---- Supplied text

An environmental educator and researcher on Monday said that he believes he found a species of invasive semi-slug that was thought to have disappeared from Taiwan, potentially posing a threat to certain crops.
Watson Crick’s Scientific Lab founder Hua Shun-fa (華順發) and a group of elementary and middle-school students earlier this month found four of the semi-slugs while conducting a research lesson on Taoyuan’s Hutoushan (虎頭山), he said.
He sent a specimen to the Taiwan Endemic Species Research Institute in Nantou County’s Jiji Township (集集) for DNA testing to confirm whether it was Parmarion martensi, a type of semi-slug that is particularly harmful to papaya, wasabi and other crops.
Photo: Wei Chin-yun, Taipei Times
Upon preliminary inspection, institute specialist Tsai Chi-li (蔡奇立) said that they believe it is an invasive species of Macrochlamys land snail, but as the creature’s shell was crushed during transport, they could not remove any samples and needed to wait to conduct tests.
There are more than 300 species of snail in Taiwan, 70 percent of which are endemic, Tsai said, adding that most live in mountainous areas and are seldom seen by people.
Most invasive snails are brought by flora imported for gardening, but are usually stymied by the required pesticide treatment for imported plants, he said.
The Taoyuan Department of Agriculture said that it had not heard of any P martensi sightings before now.
Regardless, papaya is not one of the city’s main agricultural products and wasabi is no longer cultivated there, it said, adding that it would nevertheless continue to monitor the situation and gather a team of experts to respond if necessary.
Most people are aware that creatures with shells are called snails and those without are slugs, but semi-slugs are evolutionarily in between, with shells that have nearly disappeared, but are not quite vestigial, Hua said.
In Taiwan, they fall under the snail category, but in China, people call them slugs, he added.
The shell of a P martensi is translucent and yellowish in color, measuring about 1.5cm long and 1cm wide, while its body is about 4cm long and ranges from dark gray to dark brown, with a small protrusion on its tail, Hua said.
Similar to spiders and certain types of larvae, it excretes a mucus from its tail that sticks to itself so that it can safely drop from high distances, allowing it to cover more ground, he said.

--------
---- Collected data

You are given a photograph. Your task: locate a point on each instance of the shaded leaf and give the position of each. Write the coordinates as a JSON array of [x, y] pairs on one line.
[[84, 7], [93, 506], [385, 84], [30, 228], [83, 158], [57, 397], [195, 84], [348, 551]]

--------

What you have to do - Copy out the passage of the semi-slug article that begins with the words containing "Regardless, papaya is" and ends with "respond if necessary.".

Written reply -
Regardless, papaya is not one of the city’s main agricultural products and wasabi is no longer cultivated there, it said, adding that it would nevertheless continue to monitor the situation and gather a team of experts to respond if necessary.